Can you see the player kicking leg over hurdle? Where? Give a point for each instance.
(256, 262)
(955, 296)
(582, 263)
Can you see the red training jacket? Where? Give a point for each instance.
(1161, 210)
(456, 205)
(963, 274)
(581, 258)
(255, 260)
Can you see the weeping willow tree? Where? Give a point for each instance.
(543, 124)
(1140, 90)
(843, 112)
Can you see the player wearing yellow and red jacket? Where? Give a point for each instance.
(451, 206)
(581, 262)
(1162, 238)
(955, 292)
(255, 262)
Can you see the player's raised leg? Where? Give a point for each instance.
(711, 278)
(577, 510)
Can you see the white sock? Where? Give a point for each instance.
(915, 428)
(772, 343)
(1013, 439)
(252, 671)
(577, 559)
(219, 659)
===
Request
Rewrite every one of the lines above, substituting "coat" for "jacket" and leaving everything else unchanged.

Complete output
Can you see the player kicking leg over hurdle? Where? Give a point for each instance.
(256, 262)
(955, 296)
(582, 263)
Can you see the red training coat? Where? Give a point for each instance.
(1161, 210)
(456, 205)
(963, 274)
(581, 258)
(255, 260)
Can you see the weeping willow tree? Where? Give a point for each instance.
(543, 124)
(1140, 90)
(843, 112)
Can you see the player wearing yellow and red coat? Where? Give a point for each instance.
(451, 206)
(581, 262)
(1162, 238)
(955, 292)
(255, 262)
Can you see the player's raised leg? Where? Give a point for each instance.
(711, 278)
(577, 510)
Can you see the white sock? Where? Give a point for each instance.
(915, 428)
(772, 343)
(1013, 439)
(252, 671)
(577, 559)
(219, 659)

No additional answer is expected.